====== TASK MATERIAL
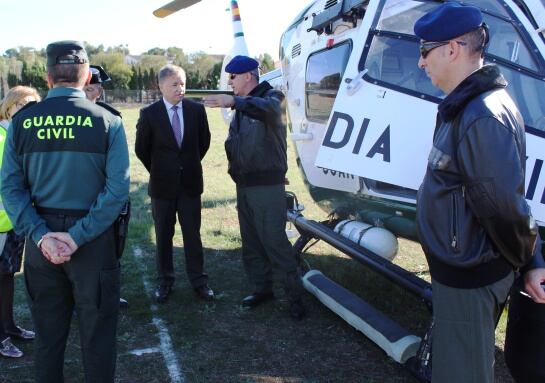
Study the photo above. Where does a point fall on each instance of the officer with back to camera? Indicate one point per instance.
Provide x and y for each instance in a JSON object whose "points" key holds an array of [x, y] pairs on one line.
{"points": [[64, 181], [256, 150]]}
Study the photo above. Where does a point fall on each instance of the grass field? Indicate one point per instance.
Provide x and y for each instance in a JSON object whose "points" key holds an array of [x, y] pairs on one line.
{"points": [[193, 341]]}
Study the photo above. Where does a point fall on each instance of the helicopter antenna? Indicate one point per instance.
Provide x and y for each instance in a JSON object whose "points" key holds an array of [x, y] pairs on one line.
{"points": [[173, 6]]}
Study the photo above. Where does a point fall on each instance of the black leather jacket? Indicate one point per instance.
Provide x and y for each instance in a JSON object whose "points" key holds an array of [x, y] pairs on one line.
{"points": [[473, 221], [256, 145]]}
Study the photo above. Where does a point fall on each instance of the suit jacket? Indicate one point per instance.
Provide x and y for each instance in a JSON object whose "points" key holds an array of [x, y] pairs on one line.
{"points": [[173, 170]]}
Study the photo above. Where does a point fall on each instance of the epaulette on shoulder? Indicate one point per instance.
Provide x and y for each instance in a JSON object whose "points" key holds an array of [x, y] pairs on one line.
{"points": [[110, 108], [26, 106]]}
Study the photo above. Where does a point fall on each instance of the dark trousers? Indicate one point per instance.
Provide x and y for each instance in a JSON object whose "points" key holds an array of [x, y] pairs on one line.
{"points": [[265, 245], [10, 263], [89, 282], [188, 210], [525, 337], [463, 333]]}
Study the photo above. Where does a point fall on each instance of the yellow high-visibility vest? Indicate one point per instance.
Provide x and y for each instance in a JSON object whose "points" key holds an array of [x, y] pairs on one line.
{"points": [[5, 223]]}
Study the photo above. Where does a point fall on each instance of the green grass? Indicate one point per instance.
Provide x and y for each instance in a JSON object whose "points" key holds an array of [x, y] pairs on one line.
{"points": [[220, 341]]}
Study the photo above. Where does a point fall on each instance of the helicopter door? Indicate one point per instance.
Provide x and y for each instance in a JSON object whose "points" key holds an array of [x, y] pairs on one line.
{"points": [[382, 123]]}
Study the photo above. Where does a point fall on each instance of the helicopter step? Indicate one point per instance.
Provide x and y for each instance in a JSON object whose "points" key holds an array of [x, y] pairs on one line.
{"points": [[310, 229], [407, 349], [395, 340]]}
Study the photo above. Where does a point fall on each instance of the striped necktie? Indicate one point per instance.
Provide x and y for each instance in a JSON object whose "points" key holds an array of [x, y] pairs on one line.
{"points": [[176, 125]]}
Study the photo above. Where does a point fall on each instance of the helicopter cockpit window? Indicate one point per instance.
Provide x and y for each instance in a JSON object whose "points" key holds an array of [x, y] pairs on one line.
{"points": [[325, 70], [506, 42], [391, 58]]}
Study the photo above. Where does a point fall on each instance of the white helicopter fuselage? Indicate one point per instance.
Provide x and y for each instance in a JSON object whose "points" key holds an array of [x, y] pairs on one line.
{"points": [[363, 114]]}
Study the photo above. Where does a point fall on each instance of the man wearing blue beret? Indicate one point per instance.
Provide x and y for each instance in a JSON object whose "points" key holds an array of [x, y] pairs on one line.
{"points": [[70, 256], [256, 150], [473, 221]]}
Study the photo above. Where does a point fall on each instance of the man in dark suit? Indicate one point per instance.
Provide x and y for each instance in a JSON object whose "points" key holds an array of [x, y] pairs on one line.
{"points": [[171, 140]]}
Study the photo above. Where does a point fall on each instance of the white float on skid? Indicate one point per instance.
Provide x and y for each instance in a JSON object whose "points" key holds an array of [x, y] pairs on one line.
{"points": [[362, 115]]}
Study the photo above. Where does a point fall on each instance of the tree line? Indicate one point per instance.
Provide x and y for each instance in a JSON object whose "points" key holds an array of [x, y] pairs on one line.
{"points": [[27, 66]]}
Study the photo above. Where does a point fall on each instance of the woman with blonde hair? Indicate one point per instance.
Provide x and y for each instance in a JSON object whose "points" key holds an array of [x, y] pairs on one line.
{"points": [[11, 244]]}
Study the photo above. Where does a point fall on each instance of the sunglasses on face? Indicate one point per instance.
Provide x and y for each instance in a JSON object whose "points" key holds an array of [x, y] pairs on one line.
{"points": [[427, 46]]}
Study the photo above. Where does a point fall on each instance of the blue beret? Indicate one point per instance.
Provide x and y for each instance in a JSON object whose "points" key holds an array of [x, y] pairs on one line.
{"points": [[241, 64], [447, 21]]}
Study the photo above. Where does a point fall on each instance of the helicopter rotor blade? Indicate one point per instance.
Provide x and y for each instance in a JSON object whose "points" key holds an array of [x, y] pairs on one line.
{"points": [[173, 6]]}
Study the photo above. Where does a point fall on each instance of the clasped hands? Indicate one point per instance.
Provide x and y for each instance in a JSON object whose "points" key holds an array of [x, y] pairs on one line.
{"points": [[58, 247]]}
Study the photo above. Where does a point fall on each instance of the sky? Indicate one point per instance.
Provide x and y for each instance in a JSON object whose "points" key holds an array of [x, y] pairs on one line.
{"points": [[206, 26]]}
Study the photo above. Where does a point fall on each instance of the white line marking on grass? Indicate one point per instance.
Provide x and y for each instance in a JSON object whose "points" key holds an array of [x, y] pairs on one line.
{"points": [[174, 370], [143, 351]]}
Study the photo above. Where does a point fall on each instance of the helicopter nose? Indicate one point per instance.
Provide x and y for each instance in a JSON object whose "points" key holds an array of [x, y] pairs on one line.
{"points": [[421, 62]]}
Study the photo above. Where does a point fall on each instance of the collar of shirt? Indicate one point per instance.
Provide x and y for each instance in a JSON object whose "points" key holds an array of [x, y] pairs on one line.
{"points": [[168, 105], [170, 112], [65, 92]]}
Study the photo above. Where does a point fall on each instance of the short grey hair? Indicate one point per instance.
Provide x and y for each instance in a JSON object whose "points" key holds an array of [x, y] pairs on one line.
{"points": [[170, 70]]}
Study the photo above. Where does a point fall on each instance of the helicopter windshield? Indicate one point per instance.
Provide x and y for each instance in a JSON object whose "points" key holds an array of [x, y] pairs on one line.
{"points": [[392, 56]]}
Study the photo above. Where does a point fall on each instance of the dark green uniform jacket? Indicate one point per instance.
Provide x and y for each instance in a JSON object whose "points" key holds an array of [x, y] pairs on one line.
{"points": [[65, 156]]}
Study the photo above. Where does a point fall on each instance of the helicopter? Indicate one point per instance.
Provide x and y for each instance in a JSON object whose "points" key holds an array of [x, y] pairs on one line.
{"points": [[349, 71]]}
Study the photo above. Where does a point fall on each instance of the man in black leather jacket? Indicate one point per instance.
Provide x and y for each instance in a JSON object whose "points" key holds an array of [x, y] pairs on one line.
{"points": [[473, 221], [256, 150]]}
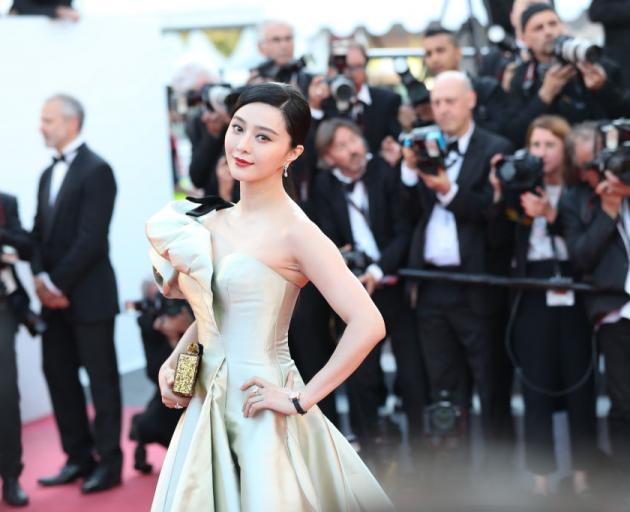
============
(PROBLEM TO WORK ON): Copy all of the records above word for word, leaving out the pictures.

(EXERCISE OUTPUT):
Study the photo above. Where does a point fall on each instance of the officer with back to camera? Indicate one point per instance.
Provide x and y for each instance in a JSON object whose "points" key holds an array of [x, y] pairs on one line.
{"points": [[64, 181], [256, 150]]}
Study the photo above. Where does a point fall on each instance of the grass field? Indicate one point per instance.
Provide x and y for each instance in a JSON object whose "points" key holds an array of [x, y] pairs on one line.
{"points": [[193, 341]]}
Study the photo above. Where does a point fall on each instance of the helicopter antenna? Indicate one point per instance.
Provide x and y for each instance in a JSON object whose "points" key holds an array of [x, y] pairs on one line.
{"points": [[173, 6]]}
Study the photo above. Where does a point fall on each instance of the black leather jacket? Indicate one point per instance.
Provide x and y for each instance in a JSON object whose "points" key holds an array of [x, y] pairs on one line.
{"points": [[473, 221], [256, 145]]}
Study the photo above. Where does a point fall on each instance of the suit jacket? Indicate one point per instance.
Provide x and y for each instance in a JSON object whose "points" key holds an array of [x, y] pairs on one line.
{"points": [[173, 170]]}
Study the photo above. Where does a point fall on each instance of the epaulette on shoulder? Indicate one point per instance.
Provide x and y for each instance in a JSON object whose "points" key holds an array of [x, y] pairs on one line.
{"points": [[110, 108], [26, 106]]}
Study the photo above. Where does a point fall on each instance of the dark trousers? Indicate one point per instance.
Provide x and y for each instance in a JSON object whose "points" key holds an array of [x, y] pairs on one line.
{"points": [[265, 245], [10, 263], [89, 282], [188, 210], [525, 337], [463, 333]]}
Study the photo above. Where does a point fall on each instance of the yellow high-visibility vest? Indicate one point per instance.
Provide x and y for each instance in a JSON object whose "points" key holds an array of [x, y] pairs on one line.
{"points": [[5, 223]]}
Study the photo above. Where does a point fall on each instance of the green grass? Indicate one point per instance.
Provide x and y for each instance in a JSON object whose "points" key holds an array of [x, y] pairs on one line.
{"points": [[220, 341]]}
Study the photo above. Where does a point fall on each instance of the helicopter door? Indicate one point per instance.
Provide x and y for each instance in a JSON object whose "points" key holds an array of [x, y] pairs on one line.
{"points": [[382, 123]]}
Study the photo above. Where does a point fall on each instance of the helicopter step? Indicate one point per instance.
Provide x and y for each instance in a JSON object whose "points" key holds an array of [x, y] pairs on one line.
{"points": [[310, 229], [407, 349], [395, 340]]}
Study the photo above. Where does a point fall on each instance of the striped necktie? Indicate one point per instance.
Provide x and y for each instance in a JSON object whose "points" key holds an array of [x, y] pairs on one line.
{"points": [[176, 125]]}
Study the photo above. Where does a point fall on each instance of the helicopter cockpit window? Indicate one point per instance.
Provide x and y for each instance in a JSON object whose "points" key holds an array of [x, y] pairs on one line.
{"points": [[325, 70], [506, 42], [391, 58]]}
Study the photo above. Where does a point fall on each instance of the white helicopter fuselage? Indicate one point per instance.
Provide x and y for each instance in a JSON object whose "points" key holds an array of [x, y] pairs on one line.
{"points": [[363, 114]]}
Study the photo above. Where does a point fall on each instance of the man wearing blue beret? Indicate one point per instance.
Provide x and y for each instance in a JSON object whose "points" key holds an array of [x, y] pairs on one line.
{"points": [[70, 256], [256, 150], [473, 221]]}
Study the photo above. Where does a point fall on each instance of the man in dark suit? Indicate one point per instance.
Provide x and y for each instance in a JSON object whose "points" key holds an array of [x, y] pairs on one line.
{"points": [[171, 140]]}
Study the photo above. Where does a point fall on each instance of the white float on skid? Indicate one point per instance.
Provide x and y for each instance in a JSON object whose "points" key holds an array of [x, y] pairs on one line.
{"points": [[362, 115]]}
Study the photo above. Where does a point fall on each instance of the tree line? Indicate one point per instance.
Provide x and y for each instance in a JSON object whose "points" key holds an array of [x, y] pairs on one line.
{"points": [[27, 66]]}
Study the photo above. Where does a point fall on each instance of the woman with blonde hair? Indicate one point per instance.
Provide x and y for each instance in a JSON object whose "points" key holds an array of [x, y] pairs on one line.
{"points": [[11, 244]]}
Study the photo above. Where does a point fall on each instance of the sunglasses on face? Indicate one point per instance.
Provide x and y for each instance in a JSON object whose "points" key holds an array of [x, y] pairs on one line.
{"points": [[427, 46]]}
Study the photo above. Where does a point fall on each instance of the blue beret? Indicate one point per instance.
Provide x and y for each instance in a JSON object whose "points" key holds an array of [x, y] pairs on one line.
{"points": [[241, 64], [447, 21]]}
Study the photo above. Where does a point fall on each instance of the helicopter rotor blade? Indicate one point per instance.
Provide x and y for each instance in a JSON object whose "points" key holds an array of [x, y] pairs on one line.
{"points": [[173, 6]]}
Study the photo above. Where does a point fall on each instance of the clasped hands? Indicate one point per instance.
Provide x and y for each instance in a JSON object whose "points" key holds an array of [x, y] pairs on one line.
{"points": [[58, 247]]}
Study the photo above. Where does a point fall on each instance of the sky? Indicate one point per instance.
Provide x and y for each instance in a JSON object whose "points" key holds an array of [x, y] pairs on one line.
{"points": [[206, 26]]}
Study the photo above. Where does a point fall on each instance of the white line marking on grass? Indicate one point per instance.
Provide x and y for each instance in a JSON object whose "points" key holds an array of [x, y] pairs on one line.
{"points": [[174, 370], [143, 351]]}
Study the photo above. Where does a point fall on each instance of the helicopter nose? Indicate one point per instance.
Provide x and y for each instance in a JSON object whose "points" key holds an array of [x, y] pairs on one line.
{"points": [[421, 62]]}
Study the photo above. Where does a point fall on each instance of the collar of shirt? Indicate one point per instance.
Provide x and y for each instance in a JSON object whose "points" key holds an array of [x, y] pairs on one line.
{"points": [[168, 105], [170, 112], [65, 92]]}
Study the photo above. Where does a point fall on each instance of the short grey hair? Indicate one point per instance.
Provide x and y for each instance in a JSON object whose "points" key holds an array of [x, y] pairs on one line.
{"points": [[170, 70]]}
Study the photo above. Where does a point fall on each instance of the helicopter windshield? Indicate one point per instance.
Provide x and y for each instance in a JSON object whose "points" key holds an array of [x, y] pairs on one line.
{"points": [[392, 56]]}
Study the photo above. Where does a point fall on each instance of the dark green uniform jacket? Indicate one point per instance.
Provide x and y for each instance in a JSON object whose "points" key holds an array of [x, y] pairs on one line.
{"points": [[65, 156]]}
Study the photo above. Where does a point fall on each instance of the helicopter? Indicate one point per instance.
Provide x and y for each instance in a JSON object whose "points" key holds an array of [x, y] pairs on one line.
{"points": [[349, 71]]}
Study the photo above. Where does a point fall on each instance of the man in black leather jacket? Indicate one point per instance.
Provide x and y for each instance in a JSON object whose "points" key holds an array of [x, y] pairs on one line.
{"points": [[473, 221], [256, 150]]}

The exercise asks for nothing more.